* Excerpted passage *
------------------------------
Playing a weekly game of pick-up hockey means a lot more these days to 34-year-old Phil Spinosa of Ambler.

"I was diagnosed with a tumor, testicular cancer," says Spinosa.

It was a stunning diagnosis to a seemingly healthy young father of two.

"It was a shock. I didn't know. I was just blown away by it," he recalls.

After surgery to remove his tumor and many rounds of chemo, 6 months later, Spinosa got more bad news: his cancer spread.

He lost weight and playing hockey, his passion, was out of the question.

But something remarkable happened after that diagnosis.

"I was sitting at the kitchen table with a cup of coffee and I said, 'you know what? I can't pull the cancer out of him, but I can raise money to help pay his medical bills,'" recalls Greg Lombardi, a teammate.

And so, the inaugural "Face Off Against Cancer" hockey tournament was born. It was a 12-team hockey tournament to be held at ice works in Aston, Delaware County.

The team that raises the most money gets to play against the Flyers alumni team. The money goes to help Spinosa pay for mounting medical bills that insurance doesn't cover.

"One person alone, going through chemo, could end up anywhere from 10-15 thousand dollars [in costs,] and that could be devastating for a small, young family," says Ray Kerber, a teammate

"Unfortunately, it does come with a cost. And we need to...we don't have that money, not many people do," says Jackie Spinosa, Phil's wife.

As word spread around the hockey fraternity, so did the donations. "Face Off Against Cancer" shattered a goal of 15,000 dollars. They're now approaching 40,000.

The event has gathered so much steam and raised so much money that these guys are now helping other hockey families in need too.

Now three families are being helped and maybe more. And something else happened. The inspiration of his buddies helped Phil get back in the game as part of his recovery.

"It's great. It's a blast. What I went though the past 3 or 4 months, it's nice to skate and forget about that," says Spinoza as he takes a break from hockey playing.

He now wears jersey number minus one, a little humor in overcoming his battle with testicular surgery.

"The fact we can go out and start it just from friendly skating and hockey playing into this huge foundation. It's only going to get bigger down the road. It's awesome to have that support. I can't ask for anything better," says Spinosa.
------------------------------
* Questions to answer *
1: In the hockey fundraiser story, what was the original fundraising goal of "Face Off Against Cancer"?
2: Using the hockey fundraiser story, explain why Greg Lombardi chose to raise money for Phil Spinosa.

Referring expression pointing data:
------------------------------
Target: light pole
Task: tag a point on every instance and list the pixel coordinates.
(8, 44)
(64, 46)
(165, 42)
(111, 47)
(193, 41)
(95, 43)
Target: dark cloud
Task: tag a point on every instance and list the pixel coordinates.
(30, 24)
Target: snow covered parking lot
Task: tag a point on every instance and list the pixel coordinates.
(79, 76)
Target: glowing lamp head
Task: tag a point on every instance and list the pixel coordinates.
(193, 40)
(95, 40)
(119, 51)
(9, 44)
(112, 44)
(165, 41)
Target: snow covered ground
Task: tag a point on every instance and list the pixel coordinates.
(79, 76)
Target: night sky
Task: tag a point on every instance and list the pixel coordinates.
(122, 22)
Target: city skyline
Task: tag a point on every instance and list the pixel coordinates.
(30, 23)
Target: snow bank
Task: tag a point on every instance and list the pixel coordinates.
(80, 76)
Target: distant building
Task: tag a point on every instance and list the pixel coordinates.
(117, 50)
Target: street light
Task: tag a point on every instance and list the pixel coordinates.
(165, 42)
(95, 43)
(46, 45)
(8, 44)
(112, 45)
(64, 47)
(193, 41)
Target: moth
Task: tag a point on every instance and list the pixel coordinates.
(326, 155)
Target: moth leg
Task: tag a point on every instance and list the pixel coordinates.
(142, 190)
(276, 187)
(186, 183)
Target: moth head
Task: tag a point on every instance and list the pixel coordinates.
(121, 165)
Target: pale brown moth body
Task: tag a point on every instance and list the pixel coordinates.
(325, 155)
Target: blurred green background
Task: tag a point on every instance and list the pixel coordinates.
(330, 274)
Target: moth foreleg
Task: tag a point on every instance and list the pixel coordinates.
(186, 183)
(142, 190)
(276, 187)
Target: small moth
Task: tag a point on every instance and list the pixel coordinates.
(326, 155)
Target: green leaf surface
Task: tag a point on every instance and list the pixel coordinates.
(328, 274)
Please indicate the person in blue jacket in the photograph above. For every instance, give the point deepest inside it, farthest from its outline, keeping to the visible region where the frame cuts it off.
------------------------------
* Answers to the exercise *
1: The goal was 15,000 dollars.

2: Lombardi knew he couldn't pull the cancer out of Spinosa, but he could raise money to help pay Spinosa's medical bills. The money goes toward the bills that insurance doesn't cover.